Reading text:
Content starts

Editor William Dorland thanks the referees for their advice in evaluating this article.
Declaration of interests
The authors report no conflict of interest.
Appendix
This appendix compares some software implementation details between the ASCOT and SPIRAL orbit-simulation codes. Both codes include necessary physics to study neoclassical transport of fast ions during slowing down but the models are different. Both ASCOT and SPIRAL can model the full gyromotion orbit (GO), and ASCOT can also compute the (much faster but less accurate) guiding centre (GC) trajectory. In ASCOT, the gyromotion is solved using the ‘volume-preserving algorithm’ (VPA) (Zhang et al. Reference Zhang, Liu, Qin, Wang, He and Sun2015), which is essentially a relativistic variant of the better-known energy-preserving Boris method (which in turn is essentially a modified Leap-Frog method). SPIRAL uses the Adams method implemented via the NAG library. VPA is a fixed time-set-up method, whereas the Adams method seems to be adaptive so the latter is potentially faster. For the GC simulations, ASCOT uses the relativistic Hamiltonian formalism (Tao, Chan & Brizard Reference Tao, Chan and Brizard2007) (up to first order) and solves the equations of motion with either the fixed-step Runge–Kutta 4 or adaptive Cash–Karp method (table 5).
There is a difference between the codes on how collisions are included. SPIRAL calculates the pitch collision frequency and the slowing-down rate. At each time step, the marker energy is reduced deterministically in accordance with the local slowing-down rate and the pitch is randomly increased or decreased in accordance with the pitch collision frequency. ASCOT uses the Landau collision operator for particle momentum vector (Helander & Sigmar Reference Helander and Sigmar2002) (or to be more precise, the corresponding Langevin equation). For the GCs, ASCOT uses its GC-transformed and gyro-averaged variant (Brizard Reference Brizard2004).
The practical difference is that ASCOT includes also the diffusion/stochastic term in energy. Therefore, the particle energy cannot reach zero as in SPIRAL, as the fast ions eventually form a Maxwellian distribution in energy. However, this does not matter since the simulation in both codes is terminated at the moment a particle is considered to belong to the thermal bulk. There might be some minor ‘up-scattering’ in energy in ASCOT due to this but the difference to SPIRAL is not significant for alphas. In both codes there are no collisions between the markers themselves and the background plasma is assumed to be static.

Content ends

Work task: From the appendix comparing the ASCOT and SPIRAL codes, extract word for word the passage that begins with the words "The practical difference" and ends after "to be static.".

Information shown:
Content starts

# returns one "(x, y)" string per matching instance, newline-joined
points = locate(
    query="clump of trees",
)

Content ends

Solution:
The practical difference is that ASCOT includes also the diffusion/stochastic term in energy. Therefore, the particle energy cannot reach zero as in SPIRAL, as the fast ions eventually form a Maxwellian distribution in energy. However, this does not matter since the simulation in both codes is terminated at the moment a particle is considered to belong to the thermal bulk. There might be some minor ‘up-scattering’ in energy in ASCOT due to this but the difference to SPIRAL is not significant for alphas. In both codes there are no collisions between the markers themselves and the background plasma is assumed to be static.